** About this exercise **
Continue the article about the salvage of the Sounion oil tanker in the Red Sea, picking up after its final sentence.

** Reading text **
DUBAI: An oil tanker that burned for weeks in the Red Sea and threatened a massive oil spill has been “successfully” salvaged, a security firm said Friday.
The Sounion had been a disaster in waiting in the waterway, with 1 million barrels of crude oil aboard that had been struck and later sabotaged with explosives by Yemen’s Iranian-backed Houthi militia. It took months for salvagers to tow the vessel away, extinguish the fires and offload the remaining crude oil.
The Houthis initially attacked the Greek-flagged Sounion tanker on Aug. 21 with small arms fire, projectiles and a drone boat. A French destroyer operating as part of Operation Aspides rescued its crew of 25 Filipinos and Russians, as well as four private security personnel, after they abandoned the vessel and took them to nearby Djibouti.
The Houthis later released footage showing they planted explosives on board the Sounion and ignited them in a propaganda video, something the militia have done before in their campaign.

** Input data **
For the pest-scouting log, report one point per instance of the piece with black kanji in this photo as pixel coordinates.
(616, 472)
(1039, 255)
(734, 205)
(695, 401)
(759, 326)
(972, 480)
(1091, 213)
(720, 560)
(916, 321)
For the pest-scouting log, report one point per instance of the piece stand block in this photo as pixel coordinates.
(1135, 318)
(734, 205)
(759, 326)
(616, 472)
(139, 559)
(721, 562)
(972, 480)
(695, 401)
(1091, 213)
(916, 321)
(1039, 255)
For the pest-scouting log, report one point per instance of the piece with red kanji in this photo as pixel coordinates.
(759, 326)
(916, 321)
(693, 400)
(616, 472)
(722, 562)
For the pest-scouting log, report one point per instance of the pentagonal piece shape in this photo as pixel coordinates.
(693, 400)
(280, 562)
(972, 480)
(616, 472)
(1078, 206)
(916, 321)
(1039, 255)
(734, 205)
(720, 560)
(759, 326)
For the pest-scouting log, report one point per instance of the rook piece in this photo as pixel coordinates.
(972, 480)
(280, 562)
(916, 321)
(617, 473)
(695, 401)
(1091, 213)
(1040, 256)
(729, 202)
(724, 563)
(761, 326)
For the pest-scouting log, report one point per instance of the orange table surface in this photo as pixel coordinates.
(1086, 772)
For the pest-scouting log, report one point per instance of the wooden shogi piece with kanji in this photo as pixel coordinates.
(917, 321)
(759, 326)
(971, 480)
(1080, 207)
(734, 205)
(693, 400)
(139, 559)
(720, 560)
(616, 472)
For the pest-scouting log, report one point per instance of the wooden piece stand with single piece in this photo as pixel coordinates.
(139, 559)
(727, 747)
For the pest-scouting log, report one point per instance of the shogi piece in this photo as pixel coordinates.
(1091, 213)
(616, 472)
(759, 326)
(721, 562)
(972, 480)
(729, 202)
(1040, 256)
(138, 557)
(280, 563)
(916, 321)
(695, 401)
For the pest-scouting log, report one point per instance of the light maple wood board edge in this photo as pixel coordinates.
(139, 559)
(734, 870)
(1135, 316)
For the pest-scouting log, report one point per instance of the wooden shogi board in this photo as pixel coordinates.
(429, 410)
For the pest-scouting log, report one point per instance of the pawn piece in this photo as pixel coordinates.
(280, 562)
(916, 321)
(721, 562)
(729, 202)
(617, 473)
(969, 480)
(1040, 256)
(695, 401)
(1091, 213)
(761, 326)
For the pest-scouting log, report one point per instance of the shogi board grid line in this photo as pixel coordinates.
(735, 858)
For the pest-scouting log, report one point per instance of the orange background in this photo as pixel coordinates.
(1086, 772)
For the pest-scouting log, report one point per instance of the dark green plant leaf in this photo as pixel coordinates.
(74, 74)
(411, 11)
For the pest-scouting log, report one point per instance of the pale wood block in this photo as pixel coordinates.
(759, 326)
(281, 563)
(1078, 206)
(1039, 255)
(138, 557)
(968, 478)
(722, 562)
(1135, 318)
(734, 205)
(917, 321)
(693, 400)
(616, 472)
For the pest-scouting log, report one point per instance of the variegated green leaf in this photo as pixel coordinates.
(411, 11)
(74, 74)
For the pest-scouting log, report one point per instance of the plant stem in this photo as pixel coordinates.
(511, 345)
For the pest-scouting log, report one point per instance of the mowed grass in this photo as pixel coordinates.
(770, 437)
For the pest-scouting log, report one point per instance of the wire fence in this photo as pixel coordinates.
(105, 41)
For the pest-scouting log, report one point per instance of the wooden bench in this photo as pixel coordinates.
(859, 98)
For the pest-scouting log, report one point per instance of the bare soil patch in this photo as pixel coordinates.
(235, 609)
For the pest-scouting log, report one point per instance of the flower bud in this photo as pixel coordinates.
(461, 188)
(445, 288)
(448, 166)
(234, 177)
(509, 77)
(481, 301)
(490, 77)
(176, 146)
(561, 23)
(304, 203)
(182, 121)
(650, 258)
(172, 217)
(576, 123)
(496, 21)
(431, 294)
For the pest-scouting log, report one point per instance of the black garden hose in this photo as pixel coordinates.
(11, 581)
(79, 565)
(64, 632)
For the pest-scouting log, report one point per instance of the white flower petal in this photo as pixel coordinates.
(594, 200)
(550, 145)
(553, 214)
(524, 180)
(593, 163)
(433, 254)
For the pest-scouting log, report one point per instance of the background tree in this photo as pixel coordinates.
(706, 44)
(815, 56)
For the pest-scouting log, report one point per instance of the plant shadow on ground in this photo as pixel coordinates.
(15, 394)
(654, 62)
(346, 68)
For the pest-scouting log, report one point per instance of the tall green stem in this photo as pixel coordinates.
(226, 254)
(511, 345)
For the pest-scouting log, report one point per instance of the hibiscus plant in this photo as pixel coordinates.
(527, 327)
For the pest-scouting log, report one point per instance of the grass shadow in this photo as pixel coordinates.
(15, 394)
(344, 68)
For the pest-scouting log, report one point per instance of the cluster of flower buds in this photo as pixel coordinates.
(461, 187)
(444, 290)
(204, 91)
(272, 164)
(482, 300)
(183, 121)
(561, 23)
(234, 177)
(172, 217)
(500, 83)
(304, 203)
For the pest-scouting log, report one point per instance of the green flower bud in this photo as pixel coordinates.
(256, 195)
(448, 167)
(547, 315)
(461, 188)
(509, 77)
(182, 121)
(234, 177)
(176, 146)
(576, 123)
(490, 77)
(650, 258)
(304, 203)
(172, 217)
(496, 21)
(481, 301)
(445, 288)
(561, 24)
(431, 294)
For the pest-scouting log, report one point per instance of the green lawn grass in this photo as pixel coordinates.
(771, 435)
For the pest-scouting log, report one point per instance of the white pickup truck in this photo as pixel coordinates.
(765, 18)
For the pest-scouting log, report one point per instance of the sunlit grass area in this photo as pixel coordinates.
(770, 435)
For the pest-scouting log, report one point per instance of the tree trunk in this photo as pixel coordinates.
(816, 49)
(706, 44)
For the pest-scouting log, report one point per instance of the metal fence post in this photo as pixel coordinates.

** Expected answer **
The Houthis have targeted some 100 merchant vessels with missiles and drones since the war in Gaza started in October 2023. They seized one vessel and sank two in the campaign that has also killed four sailors. Other missiles and drones have either been intercepted by a US-led coalition in the Red Sea or failed to reach their targets, which have included Western military vessels as well.
The Houthis maintain that they target ships linked to Israel, the US or the UK to force an end to Israel’s campaign against Hamas in Gaza. However, many of the ships attacked have little or no connection to the conflict, including some bound for Iran.